(SOURCE DATA Opens)

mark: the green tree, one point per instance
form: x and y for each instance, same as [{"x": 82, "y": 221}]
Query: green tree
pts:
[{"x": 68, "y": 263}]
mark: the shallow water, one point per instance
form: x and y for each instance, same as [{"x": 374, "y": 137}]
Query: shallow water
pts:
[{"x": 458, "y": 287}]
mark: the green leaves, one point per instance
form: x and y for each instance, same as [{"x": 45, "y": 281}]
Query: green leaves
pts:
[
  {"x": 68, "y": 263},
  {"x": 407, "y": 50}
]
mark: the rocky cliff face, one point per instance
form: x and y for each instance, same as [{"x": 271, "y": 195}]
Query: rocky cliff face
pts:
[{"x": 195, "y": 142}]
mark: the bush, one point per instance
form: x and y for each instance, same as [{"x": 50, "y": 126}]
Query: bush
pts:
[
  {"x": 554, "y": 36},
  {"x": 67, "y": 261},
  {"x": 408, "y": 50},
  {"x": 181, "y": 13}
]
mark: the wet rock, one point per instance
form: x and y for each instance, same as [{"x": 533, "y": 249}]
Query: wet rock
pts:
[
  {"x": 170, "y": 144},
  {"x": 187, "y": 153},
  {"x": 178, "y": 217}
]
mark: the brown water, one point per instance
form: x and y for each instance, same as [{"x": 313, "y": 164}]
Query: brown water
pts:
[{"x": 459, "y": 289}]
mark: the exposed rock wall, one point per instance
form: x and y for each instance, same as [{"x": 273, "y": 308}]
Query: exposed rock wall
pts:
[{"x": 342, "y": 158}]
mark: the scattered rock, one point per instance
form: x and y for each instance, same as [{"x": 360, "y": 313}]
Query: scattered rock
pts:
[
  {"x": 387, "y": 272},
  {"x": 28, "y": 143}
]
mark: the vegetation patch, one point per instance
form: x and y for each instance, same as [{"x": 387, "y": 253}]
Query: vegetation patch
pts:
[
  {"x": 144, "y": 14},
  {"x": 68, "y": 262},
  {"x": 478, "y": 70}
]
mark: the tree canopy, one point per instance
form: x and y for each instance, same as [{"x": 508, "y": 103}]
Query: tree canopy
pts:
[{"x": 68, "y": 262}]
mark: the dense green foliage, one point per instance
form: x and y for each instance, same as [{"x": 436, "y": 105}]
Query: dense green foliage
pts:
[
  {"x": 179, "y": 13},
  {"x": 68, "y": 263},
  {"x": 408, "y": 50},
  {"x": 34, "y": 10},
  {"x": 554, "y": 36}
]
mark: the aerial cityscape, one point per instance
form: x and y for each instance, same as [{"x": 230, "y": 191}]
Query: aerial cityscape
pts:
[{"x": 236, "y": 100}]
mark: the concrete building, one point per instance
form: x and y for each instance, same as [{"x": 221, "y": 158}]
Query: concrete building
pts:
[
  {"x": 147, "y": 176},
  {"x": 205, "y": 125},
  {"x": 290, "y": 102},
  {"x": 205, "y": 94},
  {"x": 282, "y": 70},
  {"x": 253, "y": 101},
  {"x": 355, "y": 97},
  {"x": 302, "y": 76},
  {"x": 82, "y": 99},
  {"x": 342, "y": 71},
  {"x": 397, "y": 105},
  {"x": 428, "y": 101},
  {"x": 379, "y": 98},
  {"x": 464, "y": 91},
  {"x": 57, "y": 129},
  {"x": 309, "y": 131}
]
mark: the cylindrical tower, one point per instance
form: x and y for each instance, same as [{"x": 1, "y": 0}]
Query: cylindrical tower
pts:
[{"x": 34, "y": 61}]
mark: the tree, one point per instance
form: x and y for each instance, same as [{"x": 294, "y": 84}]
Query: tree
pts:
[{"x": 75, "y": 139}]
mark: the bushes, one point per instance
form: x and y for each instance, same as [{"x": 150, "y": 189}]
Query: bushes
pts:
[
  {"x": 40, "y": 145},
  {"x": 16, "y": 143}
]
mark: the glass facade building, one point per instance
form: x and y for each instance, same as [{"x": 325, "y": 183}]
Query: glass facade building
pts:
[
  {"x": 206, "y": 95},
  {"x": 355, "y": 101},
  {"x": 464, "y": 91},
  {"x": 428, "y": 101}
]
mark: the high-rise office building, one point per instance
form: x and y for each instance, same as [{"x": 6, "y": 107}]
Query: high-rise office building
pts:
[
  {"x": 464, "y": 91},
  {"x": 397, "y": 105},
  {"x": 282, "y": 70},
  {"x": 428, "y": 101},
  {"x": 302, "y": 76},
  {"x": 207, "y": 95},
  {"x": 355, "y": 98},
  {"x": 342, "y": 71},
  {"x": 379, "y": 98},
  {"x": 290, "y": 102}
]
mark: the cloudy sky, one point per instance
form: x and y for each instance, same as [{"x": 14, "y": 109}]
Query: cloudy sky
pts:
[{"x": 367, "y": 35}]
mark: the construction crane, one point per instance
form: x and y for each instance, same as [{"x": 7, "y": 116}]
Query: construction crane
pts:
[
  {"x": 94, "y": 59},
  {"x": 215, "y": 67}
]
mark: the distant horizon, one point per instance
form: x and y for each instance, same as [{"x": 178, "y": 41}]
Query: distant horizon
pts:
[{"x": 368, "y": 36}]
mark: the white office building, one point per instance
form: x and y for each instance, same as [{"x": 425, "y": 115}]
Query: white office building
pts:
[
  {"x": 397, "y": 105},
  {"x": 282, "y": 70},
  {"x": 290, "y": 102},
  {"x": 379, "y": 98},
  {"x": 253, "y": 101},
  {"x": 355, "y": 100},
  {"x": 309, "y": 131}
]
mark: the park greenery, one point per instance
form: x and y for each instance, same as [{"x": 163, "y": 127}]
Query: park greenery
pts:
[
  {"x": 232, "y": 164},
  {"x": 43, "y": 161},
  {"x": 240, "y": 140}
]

(SOURCE DATA Closes)

- INSTRUCTIONS TO FOLLOW -
What is needed is every line from the data above that includes the string "tower", copied out.

- TASK RESPONSE -
mark: the cylindrical tower, one point per instance
Query: cylindrical tower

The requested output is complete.